- Brano fornito:
——————————

Proseguì anche la sua carriera di industriale: fu presidente della S.A. Elettra per l’elettrochimica (e produsse fosforo negli impianti di Civitavecchia), presidente della S.A. Ossidi metallici per la produzione di colori e direttore generale dell’Unione italiana fra produttori e consumatori di prodotti chimici, mentre continuava a essere comproprietario della Società fratelli Prampolini per l’industria casearia di Reggio Emilia.
Pur non appartenendo al mondo politico fascista, in quegli anni manifestò apertamente la stima per Mussolini nelle sue pubblicazioni – anche se con un tono asciutto e poco ridondante, raro in anni di culto della personalità del capo – non mancando di esprimere, piuttosto chiaramente, alcune critiche alla decisione di procedere all’appoderamento prima della fine dei lavori di risanamento nell’Agro pontino.
Lo scoppio della guerra bloccò i piani di bonifica e Prampolini fu sorpreso dall’armistizio (8 settembre 1943) nella sua villa di Mancasale (in provincia di Reggio Emilia) che, all’atto dell’occupazione nazista, divenne sede del comando germanico, fatto che costrinse i proprietari a rifugiarsi nella villa Tirelli di Carpi.
La famiglia Prampolini evitò ogni contatto con la Repubblica sociale italiana (RSI) rifugiandosi a Milano, dove trovò ospitalità prima presso la casa dell’ingegner Guido Ucelli di Nemi, direttore della Industrie meccaniche Riva che aveva fornito per anni i macchinari per le bonifiche, e poi presso l’avvocato Edoardo Majno, presidente dell’Ordine degli avvocati meneghino, due famiglie distintesi per il soccorso recato ai perseguitati politici e agli israeliti. Il suo caso, esaminato dall’Alta corte di giustizia per le sanzioni contro il fascismo, non diede luogo a provvedimenti a suo carico.

——————————

(Dati di indicazione per espressioni referenziali)
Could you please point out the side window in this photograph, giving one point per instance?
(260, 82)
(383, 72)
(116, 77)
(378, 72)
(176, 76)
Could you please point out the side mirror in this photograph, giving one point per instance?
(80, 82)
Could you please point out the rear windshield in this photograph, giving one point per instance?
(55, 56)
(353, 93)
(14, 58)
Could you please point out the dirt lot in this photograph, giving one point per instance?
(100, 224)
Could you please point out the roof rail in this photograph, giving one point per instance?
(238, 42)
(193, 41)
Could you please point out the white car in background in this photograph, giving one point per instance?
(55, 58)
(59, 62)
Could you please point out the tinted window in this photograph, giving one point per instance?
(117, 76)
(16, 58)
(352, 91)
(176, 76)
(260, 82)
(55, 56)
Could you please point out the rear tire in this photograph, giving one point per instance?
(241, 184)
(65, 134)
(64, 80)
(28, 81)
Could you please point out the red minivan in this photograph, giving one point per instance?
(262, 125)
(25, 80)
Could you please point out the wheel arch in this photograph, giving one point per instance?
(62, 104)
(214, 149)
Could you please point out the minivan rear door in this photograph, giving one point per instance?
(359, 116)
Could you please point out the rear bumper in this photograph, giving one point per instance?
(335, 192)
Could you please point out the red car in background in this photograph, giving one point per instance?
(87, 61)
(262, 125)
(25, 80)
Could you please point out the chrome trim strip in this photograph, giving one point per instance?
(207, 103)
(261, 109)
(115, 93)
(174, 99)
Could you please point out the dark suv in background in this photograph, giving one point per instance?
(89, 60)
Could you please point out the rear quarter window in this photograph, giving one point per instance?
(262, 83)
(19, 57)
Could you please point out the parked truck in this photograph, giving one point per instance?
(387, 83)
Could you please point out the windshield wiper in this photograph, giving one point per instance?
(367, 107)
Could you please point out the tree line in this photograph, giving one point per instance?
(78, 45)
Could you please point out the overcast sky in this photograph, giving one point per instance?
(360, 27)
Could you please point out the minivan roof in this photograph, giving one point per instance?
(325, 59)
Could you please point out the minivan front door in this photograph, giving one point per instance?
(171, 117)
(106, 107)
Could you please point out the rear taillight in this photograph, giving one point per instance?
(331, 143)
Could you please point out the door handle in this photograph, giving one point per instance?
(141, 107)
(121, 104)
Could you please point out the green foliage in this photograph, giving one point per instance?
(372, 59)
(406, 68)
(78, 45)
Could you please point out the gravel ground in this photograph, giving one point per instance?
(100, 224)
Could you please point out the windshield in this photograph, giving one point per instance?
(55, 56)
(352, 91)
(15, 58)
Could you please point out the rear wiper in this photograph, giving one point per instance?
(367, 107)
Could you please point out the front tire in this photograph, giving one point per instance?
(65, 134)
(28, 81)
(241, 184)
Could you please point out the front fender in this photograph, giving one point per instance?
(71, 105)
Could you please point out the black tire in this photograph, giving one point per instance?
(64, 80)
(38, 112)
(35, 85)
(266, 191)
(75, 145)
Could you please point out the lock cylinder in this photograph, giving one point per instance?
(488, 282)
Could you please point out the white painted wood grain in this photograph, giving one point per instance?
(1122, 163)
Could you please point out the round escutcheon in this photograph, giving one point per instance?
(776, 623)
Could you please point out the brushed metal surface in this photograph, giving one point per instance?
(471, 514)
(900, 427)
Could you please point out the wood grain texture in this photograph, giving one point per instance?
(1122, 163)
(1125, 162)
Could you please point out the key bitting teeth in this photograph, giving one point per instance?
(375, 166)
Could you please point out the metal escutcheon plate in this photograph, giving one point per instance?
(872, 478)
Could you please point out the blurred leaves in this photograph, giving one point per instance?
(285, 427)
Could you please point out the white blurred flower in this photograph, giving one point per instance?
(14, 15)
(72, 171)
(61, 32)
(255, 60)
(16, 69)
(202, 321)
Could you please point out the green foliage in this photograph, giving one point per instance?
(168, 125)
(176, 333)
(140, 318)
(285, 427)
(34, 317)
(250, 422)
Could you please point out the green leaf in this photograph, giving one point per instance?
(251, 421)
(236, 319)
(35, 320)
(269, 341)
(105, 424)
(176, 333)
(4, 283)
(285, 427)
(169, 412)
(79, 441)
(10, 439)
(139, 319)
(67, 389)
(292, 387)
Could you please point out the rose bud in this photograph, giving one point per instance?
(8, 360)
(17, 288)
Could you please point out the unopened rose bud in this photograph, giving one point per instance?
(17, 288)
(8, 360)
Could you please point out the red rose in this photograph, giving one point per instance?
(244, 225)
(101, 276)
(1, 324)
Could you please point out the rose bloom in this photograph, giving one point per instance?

——————————

- Consegna: Estrai dal brano su Prampolini la parte che parte dalle parole "La famiglia Prampolini" e si ferma dopo "a suo carico.". Copiala senza cambiare nulla.

- Risultato qui sotto:
La famiglia Prampolini evitò ogni contatto con la Repubblica sociale italiana (RSI) rifugiandosi a Milano, dove trovò ospitalità prima presso la casa dell’ingegner Guido Ucelli di Nemi, direttore della Industrie meccaniche Riva che aveva fornito per anni i macchinari per le bonifiche, e poi presso l’avvocato Edoardo Majno, presidente dell’Ordine degli avvocati meneghino, due famiglie distintesi per il soccorso recato ai perseguitati politici e agli israeliti. Il suo caso, esaminato dall’Alta corte di giustizia per le sanzioni contro il fascismo, non diede luogo a provvedimenti a suo carico.